**Instructions to follow:**
Report each line of the records where "textured" occurs.

☆ ☆ ☆

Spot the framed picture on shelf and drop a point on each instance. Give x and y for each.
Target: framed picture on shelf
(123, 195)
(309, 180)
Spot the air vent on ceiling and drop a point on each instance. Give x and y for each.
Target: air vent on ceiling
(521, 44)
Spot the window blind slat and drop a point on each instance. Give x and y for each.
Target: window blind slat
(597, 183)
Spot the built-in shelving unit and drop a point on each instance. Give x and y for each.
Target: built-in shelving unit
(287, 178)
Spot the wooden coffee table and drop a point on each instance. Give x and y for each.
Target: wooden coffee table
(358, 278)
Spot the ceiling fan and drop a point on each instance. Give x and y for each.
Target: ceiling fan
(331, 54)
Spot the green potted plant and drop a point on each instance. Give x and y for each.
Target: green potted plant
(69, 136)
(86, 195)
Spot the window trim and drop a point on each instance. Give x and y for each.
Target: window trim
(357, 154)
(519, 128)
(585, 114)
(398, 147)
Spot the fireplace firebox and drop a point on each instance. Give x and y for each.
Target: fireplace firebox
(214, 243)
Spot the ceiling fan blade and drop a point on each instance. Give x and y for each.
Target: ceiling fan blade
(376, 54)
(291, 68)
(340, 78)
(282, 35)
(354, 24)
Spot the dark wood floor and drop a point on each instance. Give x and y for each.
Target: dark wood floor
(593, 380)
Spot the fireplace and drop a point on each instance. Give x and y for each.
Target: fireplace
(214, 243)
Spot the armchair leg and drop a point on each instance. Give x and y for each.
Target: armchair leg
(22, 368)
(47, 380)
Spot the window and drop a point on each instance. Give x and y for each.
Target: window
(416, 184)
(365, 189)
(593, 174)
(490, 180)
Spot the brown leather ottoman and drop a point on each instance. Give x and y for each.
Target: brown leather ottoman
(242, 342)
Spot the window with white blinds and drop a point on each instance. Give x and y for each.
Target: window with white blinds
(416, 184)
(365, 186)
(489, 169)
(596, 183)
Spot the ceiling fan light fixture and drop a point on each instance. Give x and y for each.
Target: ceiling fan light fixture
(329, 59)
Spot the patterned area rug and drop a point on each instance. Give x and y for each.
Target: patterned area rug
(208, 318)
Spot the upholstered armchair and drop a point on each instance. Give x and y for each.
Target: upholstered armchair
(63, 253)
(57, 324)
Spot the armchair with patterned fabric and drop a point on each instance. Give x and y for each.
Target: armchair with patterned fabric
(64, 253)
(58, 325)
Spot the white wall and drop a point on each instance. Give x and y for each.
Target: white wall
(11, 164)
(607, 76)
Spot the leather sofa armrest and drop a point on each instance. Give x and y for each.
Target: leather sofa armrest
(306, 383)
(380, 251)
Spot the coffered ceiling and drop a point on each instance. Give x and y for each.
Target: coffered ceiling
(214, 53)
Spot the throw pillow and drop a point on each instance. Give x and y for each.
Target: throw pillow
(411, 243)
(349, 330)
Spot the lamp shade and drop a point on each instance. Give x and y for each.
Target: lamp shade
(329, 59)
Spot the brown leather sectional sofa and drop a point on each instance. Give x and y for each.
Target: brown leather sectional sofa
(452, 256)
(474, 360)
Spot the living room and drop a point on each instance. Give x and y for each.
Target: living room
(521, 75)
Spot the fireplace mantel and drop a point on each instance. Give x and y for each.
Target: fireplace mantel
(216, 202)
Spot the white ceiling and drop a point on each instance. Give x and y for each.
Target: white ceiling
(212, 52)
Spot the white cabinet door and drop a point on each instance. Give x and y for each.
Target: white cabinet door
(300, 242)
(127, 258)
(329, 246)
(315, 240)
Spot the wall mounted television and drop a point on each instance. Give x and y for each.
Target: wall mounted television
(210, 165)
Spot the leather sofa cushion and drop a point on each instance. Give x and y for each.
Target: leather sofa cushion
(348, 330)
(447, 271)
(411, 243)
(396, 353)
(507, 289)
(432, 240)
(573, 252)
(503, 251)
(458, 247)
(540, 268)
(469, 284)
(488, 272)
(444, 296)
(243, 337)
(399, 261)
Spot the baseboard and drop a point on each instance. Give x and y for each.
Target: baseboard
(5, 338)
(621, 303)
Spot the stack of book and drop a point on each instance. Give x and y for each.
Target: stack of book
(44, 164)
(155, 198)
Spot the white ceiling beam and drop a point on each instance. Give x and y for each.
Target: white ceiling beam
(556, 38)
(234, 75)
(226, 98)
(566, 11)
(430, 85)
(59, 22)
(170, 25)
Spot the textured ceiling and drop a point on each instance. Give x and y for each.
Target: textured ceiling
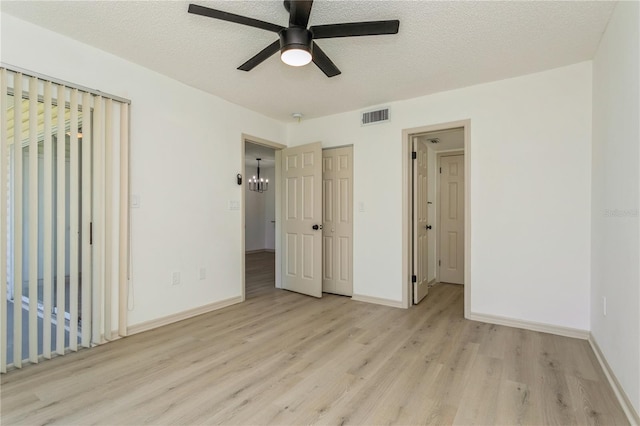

☆ ☆ ☆

**The completed task:**
Spot the textured ceiling and drop a point on each instance. Give x and y for each.
Target: textured ceiling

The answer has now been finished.